TEXT BLOCK —
Will Stuxnet Malware Be Used In False Flag Attack?
September 25, 2010
Iran has admitted today that Stuxnet malware has infected its industrial computer system.
“An IT official of Iran’s mines and metals ministry told the Mehr news agency that 30,000 computers belonging to industrial units have already been infected by the virus,” reports Deutsche Presse-Agentur today. “Mahmoud Alyaie told Mehr that the Iranian industrial control systems are made by Siemens and the Stuxnet is designed to attack exactly these systems and transfer classified data abroad.”
“Stuxnet has the ability to take advantage of the programming software to also upload its own code to… an industrial control system,” explains Symantec, the anti-virus software company. “Stuxnet can potentially control or alter how the system operates.” Symantec figures from August show 60 per cent of the computers infected by Stuxnet are located in Iran, up from 25 per cent in July.

COMPLETE THE FOLLOWING —
A. In the Stuxnet article, how many computers belonging to industrial units did the Iranian IT official say were infected?
B. Resume the Stuxnet article above after its final sentence and write the next part of it.

Spatial localization data —
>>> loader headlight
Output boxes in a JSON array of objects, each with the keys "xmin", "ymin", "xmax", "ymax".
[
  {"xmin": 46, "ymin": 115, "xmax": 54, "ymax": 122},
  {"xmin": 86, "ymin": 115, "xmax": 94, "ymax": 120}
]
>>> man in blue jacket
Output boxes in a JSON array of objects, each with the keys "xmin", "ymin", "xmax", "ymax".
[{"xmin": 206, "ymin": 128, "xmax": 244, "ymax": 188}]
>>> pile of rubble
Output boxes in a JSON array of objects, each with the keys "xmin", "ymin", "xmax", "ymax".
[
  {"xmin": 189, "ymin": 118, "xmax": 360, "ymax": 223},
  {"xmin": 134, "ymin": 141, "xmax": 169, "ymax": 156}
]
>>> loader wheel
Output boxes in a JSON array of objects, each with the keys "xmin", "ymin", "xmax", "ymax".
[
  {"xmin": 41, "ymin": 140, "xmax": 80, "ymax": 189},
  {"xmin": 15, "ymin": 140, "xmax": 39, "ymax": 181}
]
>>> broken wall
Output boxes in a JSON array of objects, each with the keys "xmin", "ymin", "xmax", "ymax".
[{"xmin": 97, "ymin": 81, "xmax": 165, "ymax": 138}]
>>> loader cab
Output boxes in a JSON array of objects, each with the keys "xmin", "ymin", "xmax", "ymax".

ANSWERS —
A. 30,000

B.
On Friday, Max Fisher, writing for The Atlantic Wire, said cybersecurity officials report the malware is “widely disseminated” and “establishes a new precedent in the sophistication and threat of cyberwarfare.” The officials said the software has embedded itself across computer systems at a number of power facilities and factories over the past year. “It’s unknown who created it, to what end, and what exactly Stuxnet would have done if it had not been discovered,” writes Fisher.
The malware is not spread over the internet. It must be manually inserted on a network computer by an external device such as a USB drive.